▸ Excerpt provided:
-*-*-

Bob Cooper, 57, attends a Baptist church, but supports A Third Place for civic reasons. “My passion is supporting a safe and civil community, and that’s what this place does.”

Robinson’s partner in this ministry is his wife, Dr. Bonnie Ashing, a medical doctor who practices in Tulsa. When she’s not on duty Ashing can be found leading community events, pulling weeds, planting flowers, teaching nutrition, and supporting Turley school children.

One reason Robinson and Ashing chose Turley for their ministry is that they knew it well. They met in kindergarten at the town’s Cherokee Elementary School in 1959. (One of A Third Place’s key ministries is support for Cherokee. It has planted wildflower beds and a vegetable garden at the school, helped with a summer food program, taught nutrition, and removed graffiti from adjacent buildings.) When Robinson and Ashing returned to Turley, they moved into her childhood home, which had sat vacant for three years, buying it for $29,000.

Ashing makes it possible for Robinson to work without a salary, although she notes, “I’m sure he’d find a way to do this even if he had to live on beans.” (Robinson does draw income from his work for the UU Christian Fellowship, and from lecturing at his alma mater, Phillips Theological Seminary in Tulsa.) Without a congregation to pay a minister, money can be a sticking point in missional work. “Ministers tell me, ‘I love what you’re doing, but I can’t take it on,’ said Robinson, noting, “This work takes sacrifice and privilege.”

-*-*-

▸ Exercise instructions: Reproduce word for word the stretch of the passage about A Third Place in Turley from "Robinson’s partner in" through "Turley school children.".

▸ Source material:

-*-*-

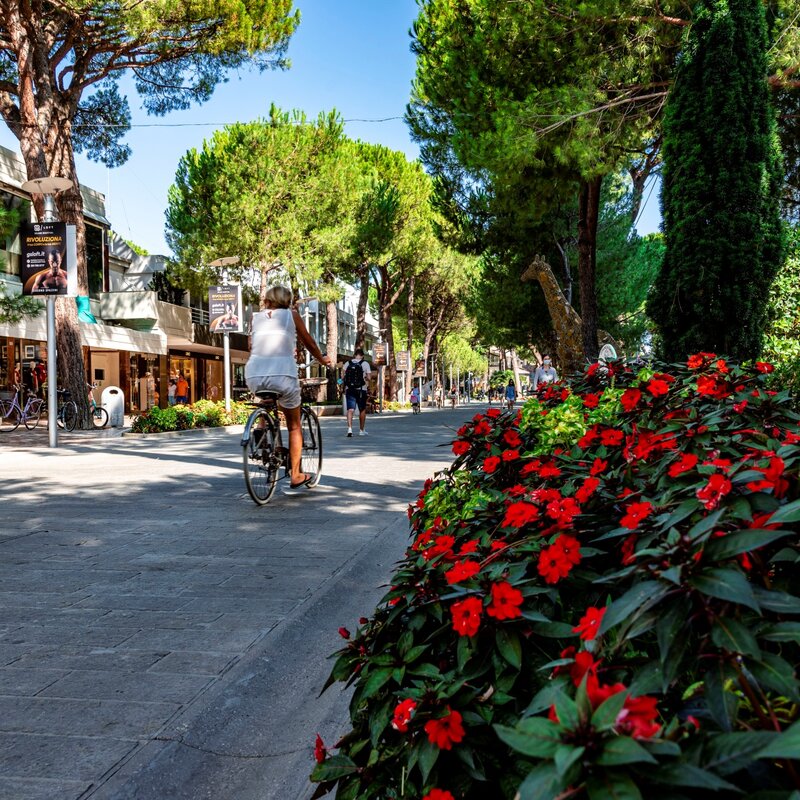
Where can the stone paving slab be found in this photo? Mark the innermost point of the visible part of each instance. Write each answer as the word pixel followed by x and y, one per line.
pixel 149 610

-*-*-

▸ Response area:
Robinson’s partner in this ministry is his wife, Dr. Bonnie Ashing, a medical doctor who practices in Tulsa. When she’s not on duty Ashing can be found leading community events, pulling weeds, planting flowers, teaching nutrition, and supporting Turley school children.